### [SHORT TASK]
Write out the listing below word for word, leaving out the pictures.

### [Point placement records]
◆ ◆ ◆ ◆
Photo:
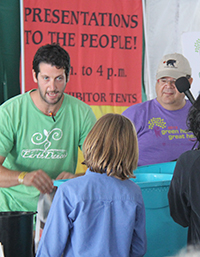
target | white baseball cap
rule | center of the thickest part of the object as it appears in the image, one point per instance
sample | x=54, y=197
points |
x=173, y=65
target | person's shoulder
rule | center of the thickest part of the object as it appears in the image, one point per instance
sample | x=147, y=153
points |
x=138, y=108
x=189, y=157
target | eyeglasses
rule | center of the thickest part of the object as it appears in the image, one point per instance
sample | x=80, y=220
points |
x=166, y=81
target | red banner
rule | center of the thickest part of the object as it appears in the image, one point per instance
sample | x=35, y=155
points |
x=104, y=40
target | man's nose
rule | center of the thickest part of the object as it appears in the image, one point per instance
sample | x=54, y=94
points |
x=52, y=85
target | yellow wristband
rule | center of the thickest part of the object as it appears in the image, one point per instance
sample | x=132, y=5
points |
x=21, y=177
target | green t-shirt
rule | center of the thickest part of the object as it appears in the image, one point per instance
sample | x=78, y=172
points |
x=31, y=140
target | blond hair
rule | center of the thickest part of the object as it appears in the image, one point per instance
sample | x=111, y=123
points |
x=112, y=147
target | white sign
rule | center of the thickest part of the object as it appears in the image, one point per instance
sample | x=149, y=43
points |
x=191, y=50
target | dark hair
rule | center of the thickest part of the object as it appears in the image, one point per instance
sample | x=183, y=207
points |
x=112, y=147
x=193, y=119
x=52, y=54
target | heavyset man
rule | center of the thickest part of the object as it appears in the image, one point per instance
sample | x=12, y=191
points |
x=161, y=122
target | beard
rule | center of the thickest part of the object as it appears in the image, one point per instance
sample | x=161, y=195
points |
x=48, y=101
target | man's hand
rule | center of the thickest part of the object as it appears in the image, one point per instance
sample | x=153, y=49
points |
x=67, y=175
x=40, y=180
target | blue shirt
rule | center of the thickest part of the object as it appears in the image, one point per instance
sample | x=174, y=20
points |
x=95, y=215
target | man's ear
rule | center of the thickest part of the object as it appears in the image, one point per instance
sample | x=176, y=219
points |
x=190, y=80
x=34, y=76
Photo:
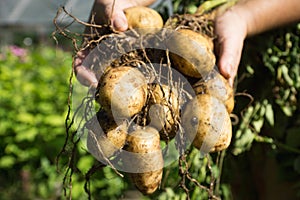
◆ ◆ ◆ ◆
### [ANSWER IN FULL]
Photo:
target | white baseball cap
rule | center of the thickest part of the object as it appears in the image, one point per instance
sample | x=54, y=197
points |
x=173, y=65
target | person's shoulder
rule | center of the thickest part of the object as it appears in the image, one point per instance
sample | x=147, y=153
points |
x=138, y=108
x=189, y=157
target | eyeglasses
rule | center of the thickest part of the object as it appears in the image, one point per instance
sample | x=80, y=220
points |
x=166, y=81
target | red banner
rule | center of the thickest part of the object as it appears in the image, one point per instance
sample | x=35, y=155
points |
x=104, y=40
target | man's nose
rule | center of the thickest part of the object as it appears in the image, one point per instance
sample | x=54, y=94
points |
x=52, y=85
target | yellow wristband
rule | center of the thickest part of the object as it appears in the image, one point per instance
sample | x=132, y=5
points |
x=21, y=177
target | green t-shirt
rule | center of the thickest part of the object as it appears in the image, one point per instance
sample | x=78, y=172
points |
x=31, y=140
target | blond hair
rule | center of the thickest part of the object as it appears in the image, one point per instance
sample | x=111, y=123
points |
x=112, y=147
target | white sign
rule | center of the thickest part of the object as it appears in the image, one point per instance
sample | x=149, y=43
points |
x=191, y=50
target | dark hair
rule | center of the thickest part of the object as it appears in the image, one point per instance
sample | x=183, y=207
points |
x=112, y=147
x=193, y=119
x=52, y=54
target | heavyset man
rule | center of the thickest part of the object as it appears in the image, one point per instance
sample | x=12, y=191
points |
x=161, y=122
target | beard
rule | center of the thickest part of the object as it appears in the image, one point per instance
sample | x=161, y=195
points |
x=48, y=101
target | man's hand
rule | center of the thickest part of the object as it appears in the image, one point per instance
sample | x=153, y=49
points |
x=67, y=175
x=40, y=180
target | blue shirt
rule | center of the thickest part of the object as it appears in the image, one point per instance
sample | x=174, y=20
points |
x=95, y=215
target | man's ear
rule | center of the thickest part of the object as it appears in the image, one point per instance
sample | x=176, y=219
points |
x=190, y=80
x=34, y=76
Photo:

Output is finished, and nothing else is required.